Problem to work on = Without including any images, repeat the data exactly.

_____

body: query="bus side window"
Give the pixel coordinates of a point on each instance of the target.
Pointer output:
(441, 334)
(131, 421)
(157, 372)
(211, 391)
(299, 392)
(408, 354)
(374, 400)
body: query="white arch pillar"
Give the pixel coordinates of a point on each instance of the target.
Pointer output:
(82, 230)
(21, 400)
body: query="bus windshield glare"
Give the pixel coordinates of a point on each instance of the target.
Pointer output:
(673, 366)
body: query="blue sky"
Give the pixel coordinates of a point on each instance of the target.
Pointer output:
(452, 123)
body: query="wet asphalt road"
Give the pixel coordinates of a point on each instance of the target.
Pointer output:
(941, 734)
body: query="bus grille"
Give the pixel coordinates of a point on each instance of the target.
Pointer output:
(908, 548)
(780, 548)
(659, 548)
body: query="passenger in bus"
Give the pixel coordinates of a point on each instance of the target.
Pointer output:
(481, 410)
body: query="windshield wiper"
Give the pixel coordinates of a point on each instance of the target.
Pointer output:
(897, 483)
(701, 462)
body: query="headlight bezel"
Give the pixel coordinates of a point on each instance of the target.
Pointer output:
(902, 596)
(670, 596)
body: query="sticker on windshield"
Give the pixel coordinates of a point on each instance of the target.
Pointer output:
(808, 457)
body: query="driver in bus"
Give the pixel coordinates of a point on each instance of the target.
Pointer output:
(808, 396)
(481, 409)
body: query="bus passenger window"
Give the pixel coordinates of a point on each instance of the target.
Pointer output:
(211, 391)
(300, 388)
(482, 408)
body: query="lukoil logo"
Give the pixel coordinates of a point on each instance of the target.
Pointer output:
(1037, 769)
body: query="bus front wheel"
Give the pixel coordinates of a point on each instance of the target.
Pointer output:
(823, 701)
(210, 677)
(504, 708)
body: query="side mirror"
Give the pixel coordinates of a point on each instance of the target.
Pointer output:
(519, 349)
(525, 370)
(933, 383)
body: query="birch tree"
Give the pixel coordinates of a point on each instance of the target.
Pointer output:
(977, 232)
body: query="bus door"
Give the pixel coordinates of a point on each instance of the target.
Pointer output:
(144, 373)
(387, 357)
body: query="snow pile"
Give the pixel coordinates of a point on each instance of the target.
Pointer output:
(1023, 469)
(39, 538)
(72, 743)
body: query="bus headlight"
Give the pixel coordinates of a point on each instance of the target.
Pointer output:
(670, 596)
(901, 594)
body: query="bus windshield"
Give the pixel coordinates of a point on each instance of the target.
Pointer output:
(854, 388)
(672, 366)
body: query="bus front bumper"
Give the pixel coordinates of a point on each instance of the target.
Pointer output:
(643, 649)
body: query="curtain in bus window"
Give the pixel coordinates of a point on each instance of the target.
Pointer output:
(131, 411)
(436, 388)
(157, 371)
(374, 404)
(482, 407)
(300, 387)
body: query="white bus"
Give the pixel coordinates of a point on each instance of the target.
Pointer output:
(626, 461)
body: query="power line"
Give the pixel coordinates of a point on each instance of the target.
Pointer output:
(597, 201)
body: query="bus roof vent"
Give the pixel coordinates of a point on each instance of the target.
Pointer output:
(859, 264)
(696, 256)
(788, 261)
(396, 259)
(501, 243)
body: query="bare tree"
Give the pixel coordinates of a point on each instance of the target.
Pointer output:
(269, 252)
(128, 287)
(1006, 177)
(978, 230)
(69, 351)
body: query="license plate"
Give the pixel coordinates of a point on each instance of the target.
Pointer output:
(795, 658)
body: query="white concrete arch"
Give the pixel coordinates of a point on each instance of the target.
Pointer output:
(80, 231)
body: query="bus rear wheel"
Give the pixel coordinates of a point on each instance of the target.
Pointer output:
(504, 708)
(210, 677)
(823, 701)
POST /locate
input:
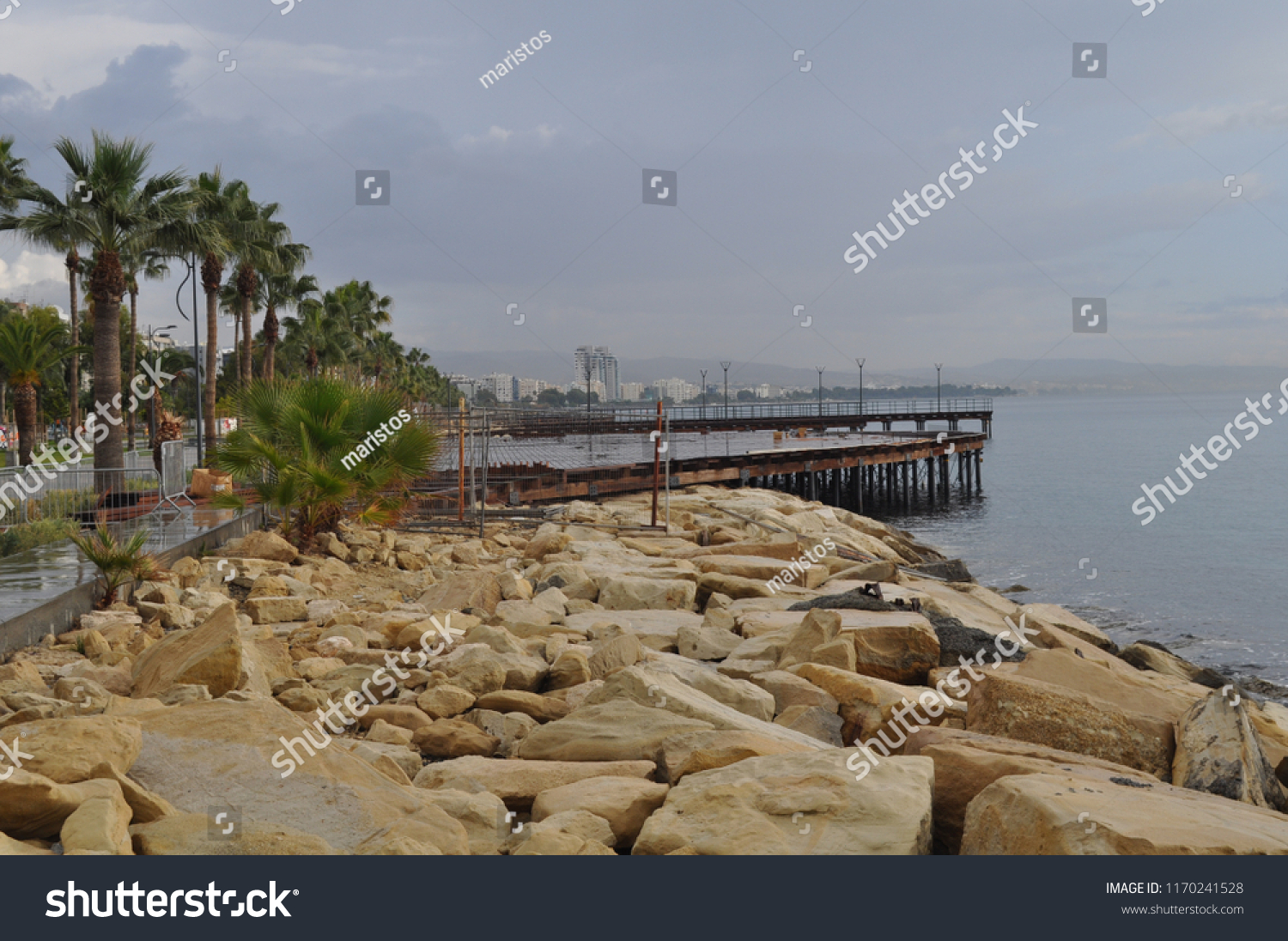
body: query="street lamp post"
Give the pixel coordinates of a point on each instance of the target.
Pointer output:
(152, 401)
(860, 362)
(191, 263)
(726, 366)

_____

Answer below =
body: query="bus side window"
Give the pixel coordinates of a point on each instance of the target.
Pointer output:
(441, 334)
(131, 421)
(157, 372)
(211, 391)
(299, 392)
(408, 354)
(374, 400)
body: query="white arch pillar"
Give the pixel coordinates of a point on each instance of the target.
Pointer output:
(82, 230)
(21, 400)
body: query="bus windshield glare"
Give the pixel coordinates of a point on each instance of the target.
Pointer output:
(673, 366)
body: query="blue sky"
Give the pixel coordinates of a point on each instance of the target.
Pointer output:
(452, 123)
body: query="wet asphalt road"
Give the pixel coordinates of a point on each instance of the target.
Pointer output:
(941, 734)
body: query="bus grille"
Give the pixel coordinates of a point on each instance of the target.
Pointer output:
(908, 548)
(780, 548)
(659, 548)
body: query="passenger in bus"
Give the pixel coordinates of a point on each instance of the target.
Pointer output:
(481, 410)
body: query="windshield wiper"
Give the pixel coordinates of a point on each instance of the target.
Pointer output:
(897, 483)
(701, 462)
body: query="headlight bezel"
Give the pixel coordinates of a point on each instance of the target.
Pointer output:
(902, 596)
(670, 596)
body: query="sticker on windshield"
Give the pixel coordinates of a point on each instance of the target.
Pointer output:
(808, 457)
body: query="driver in bus"
Give the pixel coordinates of a point on each instance of the target.
Pointer output:
(808, 396)
(481, 409)
body: query="bus passenger window"
Give the pixel coordinates of a point on each instance of the target.
Pointer output:
(211, 391)
(300, 388)
(482, 408)
body: query="lukoil logo"
Give the pixel coordinates of a point on each instance of the target.
Pointer output:
(1037, 769)
body: query="bus front wheel"
Give the pixel coordinates of a point on each instance of the target.
Pointer output:
(823, 701)
(210, 677)
(504, 708)
body: query="side mirror"
Give the pixel coordinates of a point on each instance of the target.
Pointer output:
(519, 349)
(525, 370)
(933, 383)
body: query="birch tree"
Give the pixel coordinates of a point on each instance of the target.
Pointer output:
(977, 232)
body: query="bus door"
Give the pixel coordinates of a point on each instance of the target.
Pointer output:
(144, 373)
(387, 357)
body: query="snow pile"
Give the pixel coordinates of a point on each instance of the target.
Pointer output:
(1023, 469)
(39, 538)
(72, 743)
body: query="bus headlight"
Give the pixel coordinates of a point on each instance of the target.
Pointer output:
(670, 596)
(901, 594)
body: query="bus windshield"
Give the pixel coordinates of a point on each instance of the target.
Pointer output:
(854, 388)
(672, 366)
body: query="bus front bumper"
Give the pixel coordinates of a point on each instance of the target.
Pointer output:
(643, 649)
body: query="curtain in bus window"
Give the pixel coordinates of a point on each instance of the target.
Pointer output:
(131, 411)
(436, 388)
(157, 371)
(374, 404)
(482, 407)
(300, 387)
body: query="white bus"
Give the pixel coordinates of a point on each instance of the target.
Pointer output:
(626, 461)
body: query="power line"
Give the pixel coordinates of a point on each instance of the target.
Pointer output:
(597, 201)
body: query="bus roof vent"
Give the pixel coordinates of a point on each instance of the target.
Pointer output:
(859, 264)
(696, 256)
(788, 261)
(396, 259)
(501, 243)
body: query="bare tree"
Give the pixel coordinates of a point on each instance of the target.
Pointer output:
(269, 252)
(128, 287)
(1006, 177)
(978, 230)
(69, 351)
body: query="license plate"
Give the pixel coordinates of a point on each instance of the target.
Pointer output:
(795, 658)
body: query="white concrete arch"
Give the pixel coordinates of a point on each instance of the target.
Pointer output:
(80, 231)
body: query="bus rear wheel"
Give the pixel coordinates of a point on each instance of the target.
Pointer output:
(504, 708)
(210, 677)
(823, 701)
POST /locate
input:
body: query="street lamp post"
Give the pixel coordinates of a point on each instance of the target.
Pointer output:
(152, 401)
(860, 362)
(191, 263)
(726, 366)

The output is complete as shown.